## Exercise
From the essay on grass, quote word for word the passage that begins at "I grew up surrounded" and stops after "grass with longing.".

═══ Page excerpt ═══

Written By Hypocriticist
“For something people profess to like so much, grass is peculiarly hard for us to see. Oh, you can see it well enough in a general sense, but how much do you really see when you look at a patch of grass? The color of green, of course, perhaps a transitory recording of a breeze: an abstraction. Grass to us is more ground than figure, a backdrop to more legible things in the landscape – trees, animals, buildings. Its less a subject in its own right than a context.”
The Omnivore’s Dilemma
Image: the grass is greener here, a Creative Commons Attribution photo from hufse’s Flickr stream
My view of grass has changed. I recently read about how grasses are a diverse and important food sources for a number of living beings. From a biological perspective, they provide the primary food source for a number of animals that we ourselves eat on a regular basis, thus comprising an indispensable link in the human food chain. But that is not something you think about every day when you see grass.
The recent addition of a new expanse of grass in the public park outside my building in New York City has actually changed my view of grass. It has brought the incredible nature of this little-noticed vegetation sharply to my notice. Maybe it seems more significant because it stands in such sharp contrast to the concrete cityscape that surrounds me. But I have been so mesmerized by it that it was Pollen’s quote about the supporting role that grass typically plays – as a vague context or mere backdrop for other, more important objects – that made me focus on the grass itself, for its own sake.
I grew up surrounded by grass in a rural area. I loved playing soccer on it, but I hated mowing it every weekend. I slid in it and got grass stains on my pants from it; I ran over it and ripped out huge chunks of it with cleats; I sat on it and listened to coaches explain drills in our practices. In high school and later in college, we hung out in groups on it, playing Frisbee and hacky sack.
But I never actually cared about it until I moved to New York. That was when grass stopped existing in my life. I never missed it, not until I had to walk to Central Park just to see 500 people packed into a tiny meadow. I never thought for a moment that grass, something so fundamental to the rural world that I grew up in, would vanish almost entirely from my adult life. When I would return to my parent’s house on weekends, I would sit and look at the grass with longing.
Now that I have grass in my life again, I know why it is so important to the human spirit. Last night we brought our 11-month old niece out onto the grass for the first time in her life. At first, she was nervous and tried to crawl back to the stroller. But after a few minutes, she was crawling around at top speed, smiling and laughing, climbing over her father and making friends with everyone in the park. It was really amazing. It occurred to me that an expanse of grass, like an expanse of sand found at the beach, is a truly beautiful medium for relaxation and rejuvenation of the human spirit. It is a facilitator of peace and friendship, and love. Many a romance has blossomed in a grassy field; many good meals have been shared with loved ones.
Now I know that I will never view grass as a mere backdrop again.

═══ Data ═══

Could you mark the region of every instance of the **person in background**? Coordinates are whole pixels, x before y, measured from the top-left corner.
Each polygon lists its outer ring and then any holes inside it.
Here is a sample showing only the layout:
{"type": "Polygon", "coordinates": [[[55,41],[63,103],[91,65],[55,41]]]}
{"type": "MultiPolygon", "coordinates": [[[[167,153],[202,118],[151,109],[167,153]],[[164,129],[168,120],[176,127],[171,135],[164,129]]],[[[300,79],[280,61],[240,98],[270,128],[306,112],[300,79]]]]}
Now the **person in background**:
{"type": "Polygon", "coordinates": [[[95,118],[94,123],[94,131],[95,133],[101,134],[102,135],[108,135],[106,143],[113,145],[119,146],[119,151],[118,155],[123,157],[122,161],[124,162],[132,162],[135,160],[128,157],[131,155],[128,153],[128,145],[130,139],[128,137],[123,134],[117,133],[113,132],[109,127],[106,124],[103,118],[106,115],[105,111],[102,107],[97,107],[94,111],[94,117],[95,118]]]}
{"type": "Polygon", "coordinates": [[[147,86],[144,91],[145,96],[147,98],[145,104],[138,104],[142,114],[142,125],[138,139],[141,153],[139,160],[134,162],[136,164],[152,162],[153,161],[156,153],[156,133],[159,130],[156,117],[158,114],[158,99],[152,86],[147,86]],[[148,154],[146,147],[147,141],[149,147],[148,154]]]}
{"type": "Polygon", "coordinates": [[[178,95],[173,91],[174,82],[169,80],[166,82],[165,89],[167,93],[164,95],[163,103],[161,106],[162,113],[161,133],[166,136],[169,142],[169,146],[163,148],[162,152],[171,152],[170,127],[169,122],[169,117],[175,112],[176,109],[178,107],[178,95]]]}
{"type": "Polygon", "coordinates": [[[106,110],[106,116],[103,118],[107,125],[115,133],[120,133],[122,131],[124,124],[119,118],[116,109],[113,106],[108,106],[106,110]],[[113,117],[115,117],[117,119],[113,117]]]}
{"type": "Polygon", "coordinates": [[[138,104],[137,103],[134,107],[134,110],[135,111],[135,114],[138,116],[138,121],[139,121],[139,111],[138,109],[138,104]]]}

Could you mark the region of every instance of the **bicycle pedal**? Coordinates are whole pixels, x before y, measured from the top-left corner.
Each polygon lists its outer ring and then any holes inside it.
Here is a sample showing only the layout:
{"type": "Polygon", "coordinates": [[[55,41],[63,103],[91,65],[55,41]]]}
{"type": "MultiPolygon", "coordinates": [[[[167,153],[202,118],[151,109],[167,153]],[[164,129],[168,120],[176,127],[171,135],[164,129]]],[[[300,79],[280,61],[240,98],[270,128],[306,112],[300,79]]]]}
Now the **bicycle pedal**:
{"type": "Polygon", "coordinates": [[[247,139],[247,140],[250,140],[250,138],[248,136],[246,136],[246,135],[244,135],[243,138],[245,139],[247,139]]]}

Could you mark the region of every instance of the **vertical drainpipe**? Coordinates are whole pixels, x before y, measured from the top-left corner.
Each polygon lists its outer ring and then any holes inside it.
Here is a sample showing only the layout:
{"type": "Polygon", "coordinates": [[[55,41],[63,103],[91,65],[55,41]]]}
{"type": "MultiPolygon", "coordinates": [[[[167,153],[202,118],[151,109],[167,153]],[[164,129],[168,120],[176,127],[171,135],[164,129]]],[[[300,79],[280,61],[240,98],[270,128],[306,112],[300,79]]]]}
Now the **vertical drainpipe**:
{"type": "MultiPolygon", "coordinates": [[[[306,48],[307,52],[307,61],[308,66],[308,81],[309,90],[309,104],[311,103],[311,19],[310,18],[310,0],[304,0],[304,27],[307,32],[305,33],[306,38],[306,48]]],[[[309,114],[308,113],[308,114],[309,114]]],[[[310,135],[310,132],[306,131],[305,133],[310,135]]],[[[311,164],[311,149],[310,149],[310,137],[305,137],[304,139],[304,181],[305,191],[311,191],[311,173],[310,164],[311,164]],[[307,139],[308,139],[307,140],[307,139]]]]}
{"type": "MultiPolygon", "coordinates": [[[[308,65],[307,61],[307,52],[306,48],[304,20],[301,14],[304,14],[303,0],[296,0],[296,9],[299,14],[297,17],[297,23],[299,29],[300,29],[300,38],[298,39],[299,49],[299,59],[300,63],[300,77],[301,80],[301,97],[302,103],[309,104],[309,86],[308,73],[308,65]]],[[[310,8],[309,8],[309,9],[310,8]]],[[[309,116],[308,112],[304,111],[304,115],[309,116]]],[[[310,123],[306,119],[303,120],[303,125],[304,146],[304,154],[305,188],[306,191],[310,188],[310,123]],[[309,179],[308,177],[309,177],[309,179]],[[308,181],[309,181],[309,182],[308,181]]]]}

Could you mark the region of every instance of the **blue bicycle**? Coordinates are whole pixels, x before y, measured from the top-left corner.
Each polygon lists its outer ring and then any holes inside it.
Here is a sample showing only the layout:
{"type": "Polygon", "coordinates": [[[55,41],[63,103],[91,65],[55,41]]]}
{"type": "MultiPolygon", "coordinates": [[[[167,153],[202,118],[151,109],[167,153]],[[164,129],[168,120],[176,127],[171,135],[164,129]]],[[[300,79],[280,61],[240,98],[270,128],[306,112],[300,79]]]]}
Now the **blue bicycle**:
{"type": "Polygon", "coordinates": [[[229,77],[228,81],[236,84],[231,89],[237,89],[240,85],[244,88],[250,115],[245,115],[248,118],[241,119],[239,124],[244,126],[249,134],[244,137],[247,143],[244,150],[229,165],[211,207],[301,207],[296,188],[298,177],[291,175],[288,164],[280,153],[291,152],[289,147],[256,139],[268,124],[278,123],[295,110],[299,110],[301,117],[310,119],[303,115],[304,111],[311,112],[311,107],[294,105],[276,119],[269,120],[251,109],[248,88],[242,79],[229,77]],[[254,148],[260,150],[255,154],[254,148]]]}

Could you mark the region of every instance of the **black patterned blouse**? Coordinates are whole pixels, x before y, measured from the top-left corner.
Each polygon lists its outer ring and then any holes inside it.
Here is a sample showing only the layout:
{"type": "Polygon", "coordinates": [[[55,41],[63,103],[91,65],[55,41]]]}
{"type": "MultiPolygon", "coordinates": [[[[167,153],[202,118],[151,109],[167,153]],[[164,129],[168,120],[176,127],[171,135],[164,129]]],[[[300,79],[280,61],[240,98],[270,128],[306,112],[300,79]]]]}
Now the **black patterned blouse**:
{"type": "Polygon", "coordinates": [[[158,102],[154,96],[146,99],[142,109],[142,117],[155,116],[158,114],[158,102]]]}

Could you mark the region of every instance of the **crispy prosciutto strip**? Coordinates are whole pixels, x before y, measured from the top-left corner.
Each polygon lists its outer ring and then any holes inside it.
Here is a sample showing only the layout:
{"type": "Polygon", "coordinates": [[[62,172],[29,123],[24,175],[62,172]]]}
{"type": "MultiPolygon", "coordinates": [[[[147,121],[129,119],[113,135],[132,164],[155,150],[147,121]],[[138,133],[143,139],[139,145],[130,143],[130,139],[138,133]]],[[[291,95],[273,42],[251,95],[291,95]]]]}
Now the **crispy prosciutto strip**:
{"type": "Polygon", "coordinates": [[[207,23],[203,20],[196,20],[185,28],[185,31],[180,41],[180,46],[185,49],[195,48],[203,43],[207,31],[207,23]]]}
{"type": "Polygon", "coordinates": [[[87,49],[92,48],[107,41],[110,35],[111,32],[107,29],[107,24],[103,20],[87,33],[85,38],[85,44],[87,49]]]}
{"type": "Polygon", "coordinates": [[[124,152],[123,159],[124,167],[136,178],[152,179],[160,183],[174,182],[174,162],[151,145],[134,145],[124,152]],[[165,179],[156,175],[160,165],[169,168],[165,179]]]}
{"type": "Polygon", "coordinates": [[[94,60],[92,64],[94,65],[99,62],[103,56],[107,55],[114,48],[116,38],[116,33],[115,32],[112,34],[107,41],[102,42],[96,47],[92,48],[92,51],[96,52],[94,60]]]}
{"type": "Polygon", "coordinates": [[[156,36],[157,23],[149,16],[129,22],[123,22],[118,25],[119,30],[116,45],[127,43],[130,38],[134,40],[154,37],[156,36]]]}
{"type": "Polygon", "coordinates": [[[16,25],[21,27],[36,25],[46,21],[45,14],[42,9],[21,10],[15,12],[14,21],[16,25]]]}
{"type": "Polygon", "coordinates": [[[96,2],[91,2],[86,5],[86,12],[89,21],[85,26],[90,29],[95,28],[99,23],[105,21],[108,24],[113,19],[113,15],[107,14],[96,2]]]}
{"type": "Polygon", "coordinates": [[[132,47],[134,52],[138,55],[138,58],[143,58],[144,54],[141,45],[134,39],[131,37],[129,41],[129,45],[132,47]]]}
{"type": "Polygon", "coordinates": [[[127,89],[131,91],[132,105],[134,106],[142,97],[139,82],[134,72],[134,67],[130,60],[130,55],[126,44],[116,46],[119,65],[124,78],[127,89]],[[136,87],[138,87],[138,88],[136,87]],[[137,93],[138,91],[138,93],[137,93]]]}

═══

## Solution
I grew up surrounded by grass in a rural area. I loved playing soccer on it, but I hated mowing it every weekend. I slid in it and got grass stains on my pants from it; I ran over it and ripped out huge chunks of it with cleats; I sat on it and listened to coaches explain drills in our practices. In high school and later in college, we hung out in groups on it, playing Frisbee and hacky sack.
But I never actually cared about it until I moved to New York. That was when grass stopped existing in my life. I never missed it, not until I had to walk to Central Park just to see 500 people packed into a tiny meadow. I never thought for a moment that grass, something so fundamental to the rural world that I grew up in, would vanish almost entirely from my adult life. When I would return to my parent’s house on weekends, I would sit and look at the grass with longing.